▼
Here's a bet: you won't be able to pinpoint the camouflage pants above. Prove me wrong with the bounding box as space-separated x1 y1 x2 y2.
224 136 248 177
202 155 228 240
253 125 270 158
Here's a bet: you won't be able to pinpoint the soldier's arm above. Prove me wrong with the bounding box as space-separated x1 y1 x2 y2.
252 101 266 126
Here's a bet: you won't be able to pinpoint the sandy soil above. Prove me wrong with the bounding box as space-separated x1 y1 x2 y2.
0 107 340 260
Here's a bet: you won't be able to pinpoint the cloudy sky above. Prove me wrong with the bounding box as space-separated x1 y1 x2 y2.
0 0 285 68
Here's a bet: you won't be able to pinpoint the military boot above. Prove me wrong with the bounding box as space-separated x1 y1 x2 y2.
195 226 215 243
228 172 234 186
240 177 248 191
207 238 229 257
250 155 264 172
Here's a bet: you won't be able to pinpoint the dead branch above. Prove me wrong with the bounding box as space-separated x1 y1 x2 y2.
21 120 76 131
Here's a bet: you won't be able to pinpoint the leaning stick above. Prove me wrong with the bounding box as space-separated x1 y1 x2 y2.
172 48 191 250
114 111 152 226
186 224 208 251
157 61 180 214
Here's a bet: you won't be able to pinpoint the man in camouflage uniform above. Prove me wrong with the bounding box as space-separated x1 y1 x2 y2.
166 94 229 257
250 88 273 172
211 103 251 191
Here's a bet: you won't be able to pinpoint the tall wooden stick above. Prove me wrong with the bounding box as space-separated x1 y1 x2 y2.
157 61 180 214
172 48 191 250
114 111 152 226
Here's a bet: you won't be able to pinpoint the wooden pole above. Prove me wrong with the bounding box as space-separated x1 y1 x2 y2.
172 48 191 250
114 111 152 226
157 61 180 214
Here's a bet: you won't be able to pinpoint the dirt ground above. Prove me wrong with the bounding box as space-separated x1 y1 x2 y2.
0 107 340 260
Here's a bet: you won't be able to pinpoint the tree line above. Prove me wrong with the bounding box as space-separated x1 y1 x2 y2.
▲
The request:
Present every line of the listing above as a numbered list, leaving out any blank lines.

Solved problem:
1. Here's a bet: you won't be able to pinpoint the camouflage pants above. Prove me wrong with the bounding box as space-separated x1 y1 x2 y2.
2. 224 136 248 177
3. 202 155 228 240
4. 253 125 270 158
5. Here's a bet: you won't be able to pinpoint the soldier's arm above. Prove me wrong with the bounding box as space-separated x1 y1 x2 y2.
6. 252 101 266 126
7. Here's a bet: you won't be able to pinpoint the sandy soil above. Prove me wrong with the bounding box as space-separated x1 y1 x2 y2.
8. 0 107 340 260
9. Here's a bet: you won't be able to pinpoint the cloudy sky above. Prove me wrong with the bounding box as space-separated x1 y1 x2 y2.
10. 0 0 285 68
11. Here's a bet: you won't be able to pinpoint the military boot above. Prove me wrong with the bounding box as space-separated x1 y1 x2 y2.
12. 195 226 215 243
13. 228 172 234 186
14. 240 177 248 191
15. 207 238 229 257
16. 250 155 264 172
17. Here's a bet: you won't be able to pinpoint the dead branch above. Prove me wrong with the bounding box as space-separated x1 y1 x2 y2.
18. 21 120 76 131
19. Here's a bet: you won't be able to pinpoint the leaning stick above. Prove me wrong with the bounding box as space-separated x1 y1 x2 y2.
20. 172 48 191 250
21. 114 111 152 226
22. 186 224 208 251
23. 157 61 180 214
24. Here's a bet: you won't be able to pinpoint the man in camouflage uniform above. Prove me wrong with the bounding box as space-separated x1 y1 x2 y2.
25. 166 94 229 257
26. 250 88 273 172
27. 211 103 251 191
28. Here's a bet: you won't be able to pinpoint the tall wooden stick above. Prove me wrong with the bounding box as space-separated x1 y1 x2 y2.
29. 157 61 180 214
30. 172 48 191 250
31. 114 111 152 226
32. Here's a bet: you won't be able to pinpoint the wooden pole above. Prove me wrong with the bounding box as space-separated x1 y1 x2 y2.
33. 172 48 191 250
34. 114 111 152 226
35. 157 61 180 214
36. Here's a bet: you won't be able to pinpoint the dirt ground above. Prove me wrong with the bounding box as space-separated x1 y1 x2 y2.
37. 0 107 340 260
38. Here's a bet: you won't be able to pinpoint the tree line above. Prove me wrong with the bounding box as space-separated x1 y1 x2 y2.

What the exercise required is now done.